Point-per-instance localization data:
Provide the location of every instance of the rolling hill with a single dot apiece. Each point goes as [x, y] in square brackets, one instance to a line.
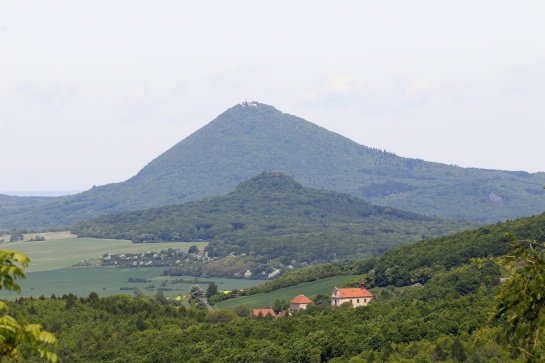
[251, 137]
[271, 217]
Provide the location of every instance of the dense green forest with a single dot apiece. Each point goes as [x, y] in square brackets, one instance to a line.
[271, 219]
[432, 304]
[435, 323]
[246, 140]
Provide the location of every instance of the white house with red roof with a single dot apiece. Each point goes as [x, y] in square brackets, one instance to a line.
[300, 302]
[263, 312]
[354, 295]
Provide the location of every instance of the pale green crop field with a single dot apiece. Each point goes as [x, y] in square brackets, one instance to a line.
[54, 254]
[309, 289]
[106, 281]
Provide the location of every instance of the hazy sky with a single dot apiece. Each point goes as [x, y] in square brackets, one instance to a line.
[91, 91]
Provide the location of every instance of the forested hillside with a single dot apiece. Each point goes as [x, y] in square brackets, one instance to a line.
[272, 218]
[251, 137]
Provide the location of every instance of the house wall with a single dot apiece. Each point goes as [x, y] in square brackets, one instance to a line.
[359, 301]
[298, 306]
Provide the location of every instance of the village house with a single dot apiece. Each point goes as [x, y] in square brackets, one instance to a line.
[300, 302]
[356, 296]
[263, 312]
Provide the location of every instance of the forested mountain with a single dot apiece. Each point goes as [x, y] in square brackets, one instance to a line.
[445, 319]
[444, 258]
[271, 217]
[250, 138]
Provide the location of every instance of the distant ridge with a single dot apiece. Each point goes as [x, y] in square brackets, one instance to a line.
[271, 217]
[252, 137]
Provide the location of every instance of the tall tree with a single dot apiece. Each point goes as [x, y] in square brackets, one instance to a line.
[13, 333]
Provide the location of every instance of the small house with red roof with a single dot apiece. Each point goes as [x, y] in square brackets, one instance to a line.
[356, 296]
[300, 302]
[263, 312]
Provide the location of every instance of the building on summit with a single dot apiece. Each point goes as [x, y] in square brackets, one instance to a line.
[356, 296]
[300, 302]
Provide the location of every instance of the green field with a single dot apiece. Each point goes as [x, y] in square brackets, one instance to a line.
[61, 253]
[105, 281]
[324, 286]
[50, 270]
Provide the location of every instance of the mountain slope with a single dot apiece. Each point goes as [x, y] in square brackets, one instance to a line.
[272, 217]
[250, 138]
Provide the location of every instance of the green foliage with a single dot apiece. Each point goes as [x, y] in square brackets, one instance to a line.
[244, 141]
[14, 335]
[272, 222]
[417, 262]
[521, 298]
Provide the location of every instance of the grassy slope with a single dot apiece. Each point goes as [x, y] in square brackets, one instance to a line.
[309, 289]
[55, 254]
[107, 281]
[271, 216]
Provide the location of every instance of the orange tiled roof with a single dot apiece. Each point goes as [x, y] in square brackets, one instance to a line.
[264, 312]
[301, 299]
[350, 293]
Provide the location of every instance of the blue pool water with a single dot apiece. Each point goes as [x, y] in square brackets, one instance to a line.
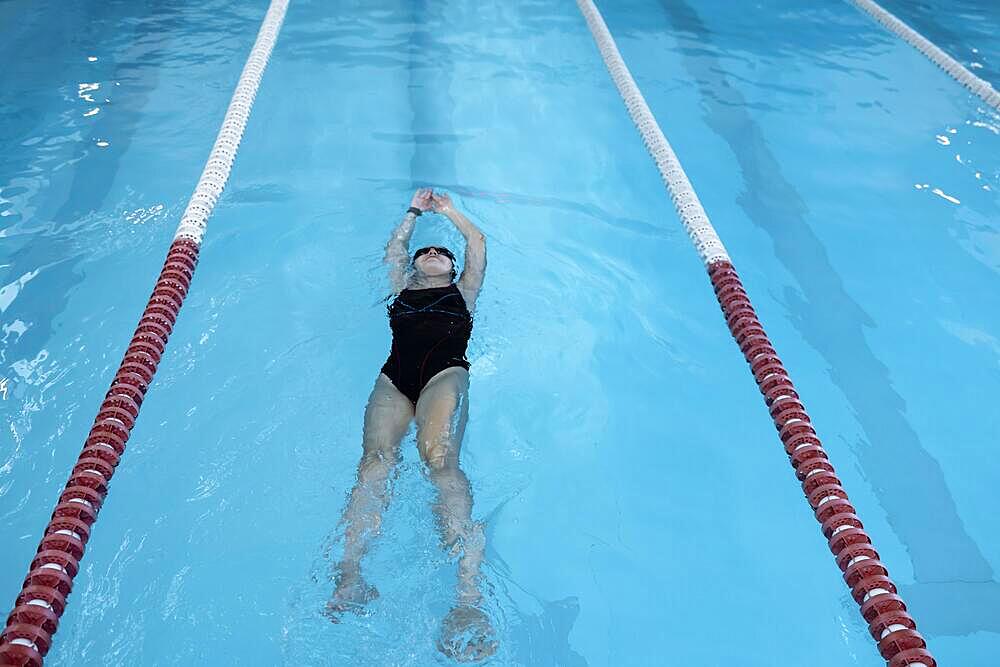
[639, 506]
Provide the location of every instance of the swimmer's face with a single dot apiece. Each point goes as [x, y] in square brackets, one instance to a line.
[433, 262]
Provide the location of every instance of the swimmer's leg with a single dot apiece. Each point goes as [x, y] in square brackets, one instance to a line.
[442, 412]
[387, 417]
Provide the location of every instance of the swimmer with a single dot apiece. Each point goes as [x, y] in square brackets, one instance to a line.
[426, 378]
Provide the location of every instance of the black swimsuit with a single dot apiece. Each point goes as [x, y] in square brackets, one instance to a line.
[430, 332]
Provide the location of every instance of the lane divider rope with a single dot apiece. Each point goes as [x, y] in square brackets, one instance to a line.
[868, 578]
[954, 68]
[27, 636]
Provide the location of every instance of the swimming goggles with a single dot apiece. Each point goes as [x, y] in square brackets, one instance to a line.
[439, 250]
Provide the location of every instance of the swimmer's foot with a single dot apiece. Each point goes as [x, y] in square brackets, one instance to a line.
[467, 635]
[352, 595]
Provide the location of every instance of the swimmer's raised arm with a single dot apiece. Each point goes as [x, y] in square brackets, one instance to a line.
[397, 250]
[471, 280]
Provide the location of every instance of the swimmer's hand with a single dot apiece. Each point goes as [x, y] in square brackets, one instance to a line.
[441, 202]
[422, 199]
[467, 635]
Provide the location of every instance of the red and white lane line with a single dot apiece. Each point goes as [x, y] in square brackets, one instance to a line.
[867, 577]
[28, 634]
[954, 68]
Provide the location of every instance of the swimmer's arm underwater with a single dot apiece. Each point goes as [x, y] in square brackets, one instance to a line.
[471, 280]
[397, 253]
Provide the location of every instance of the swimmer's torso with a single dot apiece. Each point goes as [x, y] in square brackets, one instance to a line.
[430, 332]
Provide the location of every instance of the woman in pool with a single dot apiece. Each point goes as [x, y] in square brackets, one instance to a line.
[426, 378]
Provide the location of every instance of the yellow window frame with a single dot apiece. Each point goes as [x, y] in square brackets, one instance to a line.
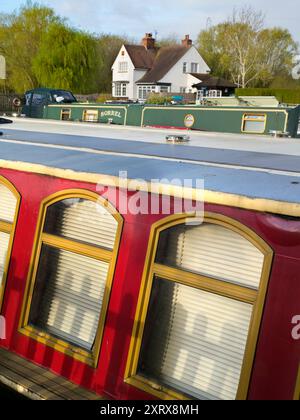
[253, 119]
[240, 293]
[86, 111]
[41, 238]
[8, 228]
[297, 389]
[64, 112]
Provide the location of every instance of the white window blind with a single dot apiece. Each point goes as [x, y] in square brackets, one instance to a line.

TASK GOAL
Restate word for word the lines that begin at the one containing "Provide the location of every instance of the swimmer's foot" and end with the final line of the records. Pictures stay out.

RESPONSE AREA
Provide the location of every instance of the swimmer's foot with a single dot apiece. Each point goes as [x, y] in square brackets, one instance to a line.
[467, 635]
[352, 595]
Provide the location of every instance of the swimmer's raised arm with a single dot apiece. Each point goes as [x, y] in square brackets, one instance to a line.
[397, 250]
[471, 280]
Provide the location of every instance of the swimmer's hand with a single dot apiece. Each point goes as [x, y] in square brackets, one instance to a line.
[441, 202]
[422, 199]
[467, 635]
Provide the location of every instance of the red and white lane line with a single dot apiece. Each point goes as [x, y] in square brackets, one instance to a line.
[867, 577]
[28, 634]
[954, 68]
Provide the location of every instance of the swimmer's arm underwater with a single dot apiece. Each point goes as [x, y] in square brackets, one instance to a line.
[471, 280]
[397, 253]
Provide the location of every instance of the swimmer's torso with a single dot apiece. Each point goes as [x, y] in square brackets, one instance to a line.
[430, 332]
Provide the location of every instance of the woman in pool with a single dot apiece. Each point goes as [x, y] in square brackets, one instance to a line.
[426, 378]
Provide the location of every instance of the yellow window frame with a single dot apiece. Each point goes as [x, y] in square brackets, one instance to a line.
[253, 119]
[240, 293]
[86, 111]
[41, 238]
[8, 228]
[297, 389]
[64, 112]
Provide the location of every instance of the white window blind with a single dot apiece. Each point goes as [x, y] in square brackets, one instance to a line.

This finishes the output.